Em setembro de 1920 Úrsula e filhos passaram um tempo em Friburgo. Em 1921 eles foram para Cordeiro.
De volta a Campos, estabeleceram-se em casa na Beira-Rio. Na crônica "O Judas", Waldir Carvalho escreve sobre a família: "éramos, como sempre, hóspedes de Florentino Pereira, o Flôr Pereira, que tinha a fama de possuir os melhores cavalos da região. O sobrado ficava na Beira-Rio, ao lado da Oficina da Sanguedo e bem em frente ao Porto da Banca, onde as pranchas procedentes de São João da Barra vinham trazer goiabas à vontade para as nossas fábricas de doces...".
Foi um homem muito vaidoso. Vez por outra trancava-se num cômodo, onde passava horas. Sua neta Maria Izabel se pôs, numa destas vezes, a espreitar o avô por uma fenda na porta, descobrindo o segredo: ele pintava de negro os bigodes e os cabelos. Seus trajes eram sempre impecáveis. Jamais foi visto sem estar irrepreensivelmente composto.
Era, por outro lado, supersticioso. Não tolerava o número 13. Certa vez, sabendo que a operação de um tumor que tinha no intestino fora marcada para um dia treze, recusou-se a ser operado. Foi então marcada nova data para a cirurgia. Ela, contudo, se tornou desnecessária, pois naquele dia treze em que a operação estava marcada, o tumor arrebentou e o pus foi expelido naturalmente pelo organismo.

> [LISTA DE EXERCÍCIOS]
1. No texto apresentado, onde ficava o sobrado de Florentino Pereira?
2. Prossiga o texto apresentado a partir da última frase.

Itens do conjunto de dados
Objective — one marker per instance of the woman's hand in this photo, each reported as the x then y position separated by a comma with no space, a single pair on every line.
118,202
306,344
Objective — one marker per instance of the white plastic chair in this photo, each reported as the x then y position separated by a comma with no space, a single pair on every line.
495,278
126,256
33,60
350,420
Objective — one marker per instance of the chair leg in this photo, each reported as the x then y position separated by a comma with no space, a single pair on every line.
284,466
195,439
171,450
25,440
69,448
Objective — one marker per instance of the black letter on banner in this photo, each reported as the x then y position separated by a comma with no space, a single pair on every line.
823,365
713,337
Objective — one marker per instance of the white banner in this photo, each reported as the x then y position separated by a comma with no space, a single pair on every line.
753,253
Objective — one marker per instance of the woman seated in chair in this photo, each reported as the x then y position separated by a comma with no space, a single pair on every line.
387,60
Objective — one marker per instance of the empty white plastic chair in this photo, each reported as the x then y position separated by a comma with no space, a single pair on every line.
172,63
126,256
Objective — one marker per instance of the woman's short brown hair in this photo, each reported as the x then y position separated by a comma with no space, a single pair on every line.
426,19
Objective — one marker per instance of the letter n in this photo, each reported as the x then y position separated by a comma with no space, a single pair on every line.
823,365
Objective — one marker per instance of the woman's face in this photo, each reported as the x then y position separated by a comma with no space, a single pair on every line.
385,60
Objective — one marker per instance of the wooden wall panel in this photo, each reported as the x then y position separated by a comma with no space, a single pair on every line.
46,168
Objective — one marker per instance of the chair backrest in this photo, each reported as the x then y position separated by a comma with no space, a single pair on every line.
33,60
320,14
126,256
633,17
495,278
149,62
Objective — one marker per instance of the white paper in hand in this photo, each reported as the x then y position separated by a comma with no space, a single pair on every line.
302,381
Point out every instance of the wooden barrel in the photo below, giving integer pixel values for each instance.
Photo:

> [RESPOSTAS POR EXERCÍCIO]
1. Na Beira-Rio, ao lado da Oficina da Sanguedo e bem em frente ao Porto da Banca.

2.
Quando estava para nascer Maria Izabel, sua neta, Florentino andava pensativo. Poucos dias antes do parto, estava sentado meditativo numa cadeira de balanço na varanda de casa. Alberto Antonio, vendo o sogro triste, procurou diplomaticamente descobrir a causa do banzo. Por fim, Florentino desabafou: "Esta menina ainda vai nascer no dia treze só para me dar desgosto". Dito e feito, a neta veio ao mundo nessa data.
Na política, Florentino foi apaixonado seguidor das idéias do senador gaúcho Pinheiro Machado. Tal era a simpatia e amizade pessoal que devotava ao parlamentar que, quando ele foi assassinado a facadas no Hotel dos Estrangeiros no Rio de Janeiro, Florentino rasgou simbolicamente o título de eleitor com um mesmo instrumento assassino. Uma garrafa de champanha comprada para receber Pinheiro Machado em sua volta jamais foi aberta enquanto Florentino viveu.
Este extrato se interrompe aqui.